** Begin Text extract **

What I'm going to do now is to take a look at this potential and expand it around the equilibrium separation just with an empirical collection of terms. But from the shape of this well, we can see why the bond length should increase as the energy of the atomic pair increases. At absolute zero, the separation will be this equilibrium separation, d zero. But as you increase the temperature and pump vibrational energy into this pair of atoms, they will get a certain increase in energy. And as a result, the pair will be able to vibrate between these two limits. Put in some more thermal energy by raising the temperature, and the pair will be able to vibrate between these limits-- larger limits. And so the average position of the atom, the separation of the atoms, is something that is going to increase with increasing temperature.

And that is purely a consequence of the asymmetry in this potential well. If this were a Coulombic bond, we know exactly how to model the attractive part. The repulsive part is a little harder to model because that is something that's inherently quantum mechanical. As the ion pair gets close together, the electrons start to perturb each other's orbitals. And a very common thing to do is to model this as 1 over d to the sum power n. And n is typically on the order of 8 to 12. So this is something that rises very, very steeply.

I was once at the Gordon conference where a fist fight almost broke out because somebody was giving a presentation and started from the beginning by introducing this model to the potential well. And he says, "As usual, we'll write this as a power law, 1 over d to the n." And somebody in a front row jumped up and said, "what do you mean usually? Sensible people use exponentials." And the speaker said, "No, I'm going to use a power law." That's dumb. Exponentials work better. Power laws, exponentials, power laws, exponentials. But in point of fact they're both grossly empirical and one is not better than the other. The algebra changes a little bit, but people get very, very emotionally attached to their physical models.

AUDIENCE: [INAUDIBLE] law in the exponential.

PROFESSOR: Good, you should've been there to break up the fight. If you'd gotten between them, you'd have been likely punched in the nose. [INAUDIBLE]

OK so I'm going to use the power law because as we've seen they're the same thing as exponentials. So now what I'm going to do is expand this in a purely empirical way-- measuring distance from the minimum of the potential well. So what I'm going to say is that the potential as a function of x-- and now I won't call it d because I'm going to measure distance, x, from the minimum in this well. I'm going to say V is a function of x. There is a well in which the-- which keeps the atoms separate. I'll assume that is a parabolic potential well, so it'll go as first some constant c times x squared. Then the thing that causes thermal expansion is the asymmetry. And I want the asymmetry to increase the energy more rapidly on the side of negative x than on the side of positive x. So I'll put in a term, g x cubed. And I put a negative sign in here because I want it to go up as x becomes negative. That means the ion pairs are decreasing at separation.

** End Text extract **

- _Written exercise A_: In the thermal expansion lecture, what range is given as typical for the exponent n in the repulsive term?
- _Written exercise B_: List every letter or lettered symbol the thermal expansion lecture introduces for a quantity, with what each stands for.
- _Written exercise C_: Continue the thermal expansion lecture from the point where it stops.

** Begin Extracted entries **

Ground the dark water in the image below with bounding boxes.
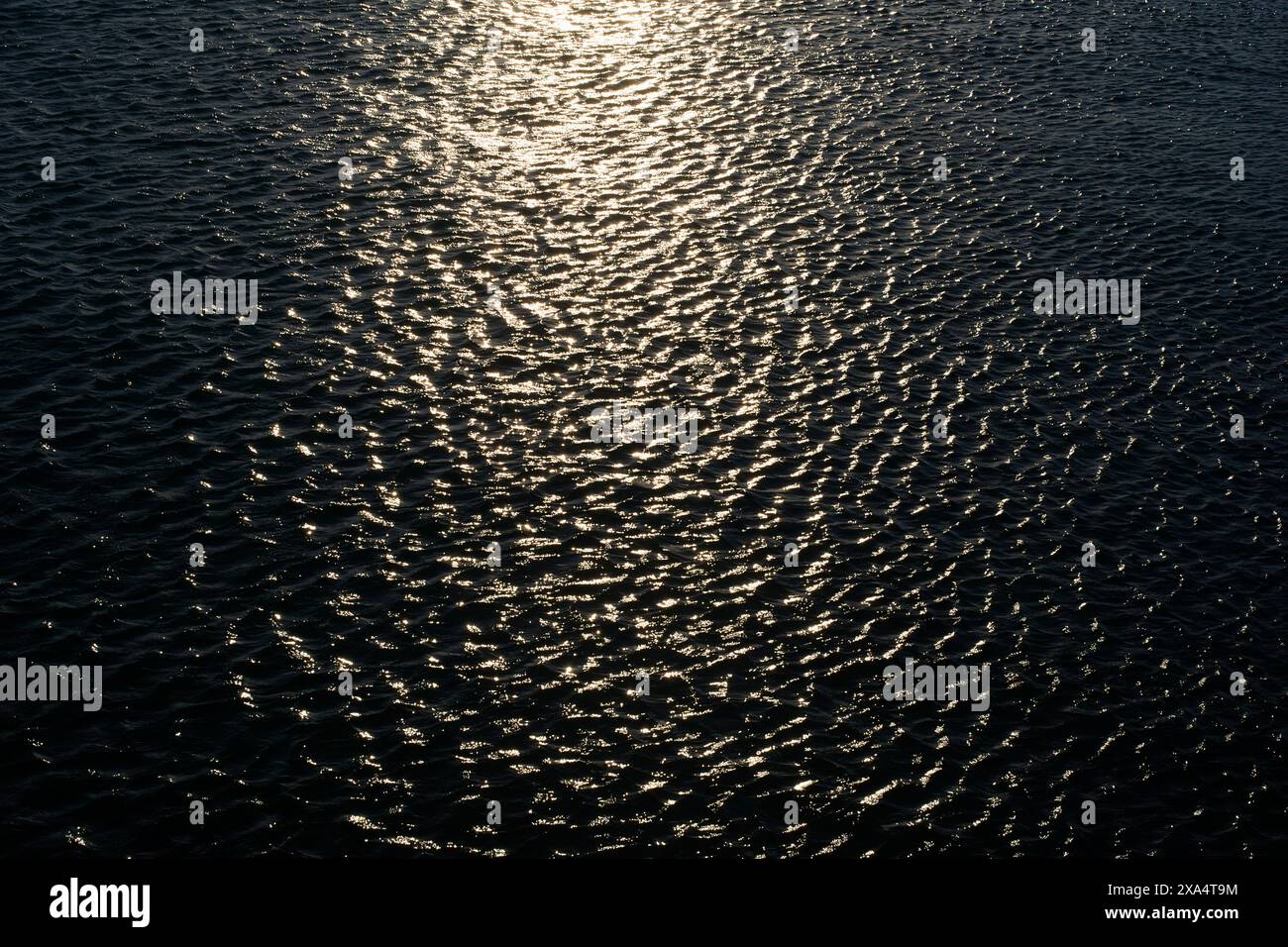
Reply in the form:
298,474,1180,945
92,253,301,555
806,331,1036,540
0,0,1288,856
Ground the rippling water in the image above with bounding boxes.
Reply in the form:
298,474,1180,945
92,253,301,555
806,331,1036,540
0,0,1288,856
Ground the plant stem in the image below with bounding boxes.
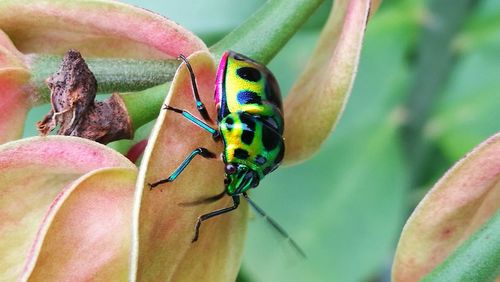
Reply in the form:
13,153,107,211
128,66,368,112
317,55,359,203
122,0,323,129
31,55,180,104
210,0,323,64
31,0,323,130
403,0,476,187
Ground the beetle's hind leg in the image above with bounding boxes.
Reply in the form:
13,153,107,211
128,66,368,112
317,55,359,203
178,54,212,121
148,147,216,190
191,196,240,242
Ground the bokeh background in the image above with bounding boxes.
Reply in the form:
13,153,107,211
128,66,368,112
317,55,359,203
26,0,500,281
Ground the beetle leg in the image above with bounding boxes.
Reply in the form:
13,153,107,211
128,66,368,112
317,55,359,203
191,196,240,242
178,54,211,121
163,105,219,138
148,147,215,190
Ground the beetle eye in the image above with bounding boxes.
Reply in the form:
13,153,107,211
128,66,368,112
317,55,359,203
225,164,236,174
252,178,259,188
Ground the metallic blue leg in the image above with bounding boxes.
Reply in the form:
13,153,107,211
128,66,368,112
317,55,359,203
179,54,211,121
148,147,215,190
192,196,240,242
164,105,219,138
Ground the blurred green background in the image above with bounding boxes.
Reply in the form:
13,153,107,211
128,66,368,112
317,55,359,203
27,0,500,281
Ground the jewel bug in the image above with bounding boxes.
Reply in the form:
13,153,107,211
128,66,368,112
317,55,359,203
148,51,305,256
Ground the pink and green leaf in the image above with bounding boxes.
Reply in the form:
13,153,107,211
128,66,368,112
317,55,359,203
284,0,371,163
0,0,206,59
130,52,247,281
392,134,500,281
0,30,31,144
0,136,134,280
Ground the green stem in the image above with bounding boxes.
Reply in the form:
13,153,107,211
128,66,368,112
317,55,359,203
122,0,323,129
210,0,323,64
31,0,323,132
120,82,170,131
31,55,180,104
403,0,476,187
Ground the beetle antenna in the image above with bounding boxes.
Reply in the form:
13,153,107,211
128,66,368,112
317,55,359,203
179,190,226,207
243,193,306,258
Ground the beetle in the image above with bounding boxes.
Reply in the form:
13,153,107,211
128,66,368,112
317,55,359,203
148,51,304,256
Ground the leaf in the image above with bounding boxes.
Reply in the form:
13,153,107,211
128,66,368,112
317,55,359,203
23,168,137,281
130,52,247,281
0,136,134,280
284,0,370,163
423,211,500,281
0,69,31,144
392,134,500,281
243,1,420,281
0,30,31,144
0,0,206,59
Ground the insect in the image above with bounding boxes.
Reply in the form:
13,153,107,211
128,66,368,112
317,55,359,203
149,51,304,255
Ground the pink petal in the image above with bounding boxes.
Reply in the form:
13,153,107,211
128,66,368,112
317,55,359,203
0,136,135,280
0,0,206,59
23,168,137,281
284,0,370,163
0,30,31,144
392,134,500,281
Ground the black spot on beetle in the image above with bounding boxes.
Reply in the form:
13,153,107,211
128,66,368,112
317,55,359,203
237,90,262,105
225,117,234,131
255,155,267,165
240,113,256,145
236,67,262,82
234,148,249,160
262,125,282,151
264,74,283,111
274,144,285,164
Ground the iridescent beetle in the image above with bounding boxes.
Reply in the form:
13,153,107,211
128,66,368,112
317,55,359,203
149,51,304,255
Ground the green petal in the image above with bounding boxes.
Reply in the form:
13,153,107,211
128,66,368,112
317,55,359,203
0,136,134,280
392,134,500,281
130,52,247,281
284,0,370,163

** End Extracted entries **

- _Answer A_: n is typically on the order of 8 to 12.

- _Answer B_:
- d zero: the equilibrium separation of the atomic pair at absolute zero
- d: the separation of the ion pair
- n: the power in the repulsive term, 1 over d to the n
- x: distance measured from the minimum of the potential well
- V: the potential, as a function of x
- c: the constant multiplying x squared in the parabolic term
- g: the coefficient of the x cubed term that supplies the asymmetry

- _Answer C_:
And finally, a very fine touch, if x becomes very large, the potential well should soften. The edges of this are starting to level out and get lower than the purely parabolic part for very large separations. So that's what I'll use as a very simple model for my potential. This is what gives the asymmetry, and this is what gives softening. And now I'm going to ask, what is the average value of x? The probability of finding a particular x is going to be proportional to e to the minus V of x over kt.

So I can say that the average value of x is going to be the integral from minus infinity to plus infinity of the value that I'm trying to find the average of, namely x times the probability of finding that x. And that's going to e to the minus V of x over kt. And I will integrate that over x. And then I will normalize by a term which is the integral of the probability from minus infinity to plus infinity of e to the minus V of x over kt. So that's a general expression for an average. It's the thing you want to average times the probability of finding the particular value divided by the integral of the probabilities.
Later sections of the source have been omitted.